Objective
Copy the data word for word, keeping every line.

(Shape annotation entries)
_ _ _ _

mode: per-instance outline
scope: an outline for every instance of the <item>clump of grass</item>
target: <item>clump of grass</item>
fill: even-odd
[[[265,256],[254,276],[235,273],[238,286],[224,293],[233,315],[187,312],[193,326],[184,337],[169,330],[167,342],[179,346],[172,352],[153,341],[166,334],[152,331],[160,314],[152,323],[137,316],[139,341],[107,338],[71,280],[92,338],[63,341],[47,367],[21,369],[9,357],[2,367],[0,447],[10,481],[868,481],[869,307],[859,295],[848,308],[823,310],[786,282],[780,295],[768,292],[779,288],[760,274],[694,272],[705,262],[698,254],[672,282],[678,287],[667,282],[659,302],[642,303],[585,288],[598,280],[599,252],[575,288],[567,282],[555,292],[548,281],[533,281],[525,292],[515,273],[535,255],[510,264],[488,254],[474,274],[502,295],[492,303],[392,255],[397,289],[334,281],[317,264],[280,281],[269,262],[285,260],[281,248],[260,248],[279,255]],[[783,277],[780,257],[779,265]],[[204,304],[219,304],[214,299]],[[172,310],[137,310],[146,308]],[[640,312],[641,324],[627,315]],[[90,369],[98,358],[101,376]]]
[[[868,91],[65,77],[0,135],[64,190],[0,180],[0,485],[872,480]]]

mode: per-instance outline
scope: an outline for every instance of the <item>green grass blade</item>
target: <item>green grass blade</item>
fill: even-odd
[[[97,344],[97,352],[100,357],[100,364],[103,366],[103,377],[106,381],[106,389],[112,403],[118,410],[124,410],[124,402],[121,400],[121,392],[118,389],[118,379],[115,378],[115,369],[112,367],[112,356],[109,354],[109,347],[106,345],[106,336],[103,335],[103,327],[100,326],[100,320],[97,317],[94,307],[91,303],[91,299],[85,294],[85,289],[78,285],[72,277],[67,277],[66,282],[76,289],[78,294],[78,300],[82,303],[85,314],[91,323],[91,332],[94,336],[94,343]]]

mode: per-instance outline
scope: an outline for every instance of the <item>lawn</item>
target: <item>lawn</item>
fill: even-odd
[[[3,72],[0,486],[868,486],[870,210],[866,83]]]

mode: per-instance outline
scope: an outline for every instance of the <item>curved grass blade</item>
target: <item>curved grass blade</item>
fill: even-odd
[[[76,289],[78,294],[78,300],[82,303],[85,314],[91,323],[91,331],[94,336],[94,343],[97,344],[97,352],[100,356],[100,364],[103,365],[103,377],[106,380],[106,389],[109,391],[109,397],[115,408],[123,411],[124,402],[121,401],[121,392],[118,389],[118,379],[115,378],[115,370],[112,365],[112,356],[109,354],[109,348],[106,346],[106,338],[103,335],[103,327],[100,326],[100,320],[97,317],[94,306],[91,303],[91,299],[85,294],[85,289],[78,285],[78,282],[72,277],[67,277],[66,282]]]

_ _ _ _

Expected answer
mode: per-instance outline
scope: an outline for every instance of the <item>clump of grass</item>
target: <item>clump of grass</item>
fill: even-odd
[[[265,256],[254,276],[235,273],[238,286],[224,293],[233,315],[187,312],[193,326],[184,337],[169,330],[167,342],[179,346],[172,352],[153,341],[166,334],[152,331],[160,314],[152,323],[137,316],[139,341],[107,338],[71,280],[92,338],[63,341],[47,367],[21,369],[9,357],[2,367],[0,447],[10,481],[868,481],[869,307],[859,295],[848,308],[823,310],[786,282],[780,295],[768,292],[779,288],[760,274],[694,272],[705,262],[698,254],[672,282],[678,287],[667,282],[659,302],[642,303],[585,288],[598,280],[599,252],[575,288],[567,282],[555,292],[548,281],[533,281],[525,292],[515,273],[535,255],[510,264],[488,254],[474,274],[502,295],[492,303],[392,255],[397,289],[334,281],[317,264],[280,281],[269,262],[285,260],[281,248],[260,248],[279,255]],[[783,277],[780,257],[779,265]],[[204,304],[219,304],[214,299]],[[172,310],[137,310],[146,308]],[[640,312],[641,324],[627,315]],[[90,369],[98,358],[101,376]]]
[[[868,91],[65,77],[0,135],[64,190],[0,180],[0,485],[872,480]]]

mode: per-instance outline
scope: an outline for every instance of the <item>green grass blade</item>
target: <item>green grass blade</item>
fill: even-odd
[[[97,344],[97,352],[100,357],[100,364],[103,366],[103,377],[106,381],[106,389],[112,403],[118,410],[124,410],[124,402],[121,400],[121,392],[118,389],[118,379],[115,378],[115,369],[112,367],[112,356],[109,354],[109,347],[106,345],[106,336],[103,335],[103,327],[100,326],[100,320],[97,317],[94,307],[91,303],[91,299],[85,294],[85,289],[78,285],[72,277],[67,277],[66,282],[76,289],[78,294],[78,300],[82,303],[85,314],[91,323],[91,332],[94,336],[94,343]]]

mode: per-instance outline
scope: an outline for every instance of the <item>lawn</item>
target: <item>lawn</item>
fill: even-odd
[[[3,72],[0,486],[868,486],[870,210],[866,83]]]

mode: per-instance outline
scope: an outline for every instance of the <item>curved grass blade</item>
target: <item>curved grass blade</item>
fill: even-odd
[[[76,289],[78,294],[78,300],[82,303],[85,314],[91,323],[91,331],[94,336],[94,343],[97,344],[97,352],[100,356],[100,364],[103,365],[103,377],[106,380],[106,389],[109,391],[109,397],[115,408],[123,411],[124,402],[121,401],[121,392],[118,389],[118,379],[115,378],[115,370],[112,365],[112,356],[109,354],[109,348],[106,346],[106,338],[103,335],[103,327],[100,326],[100,320],[97,317],[94,306],[91,303],[91,299],[85,294],[85,289],[78,285],[78,282],[72,277],[67,277],[66,282]]]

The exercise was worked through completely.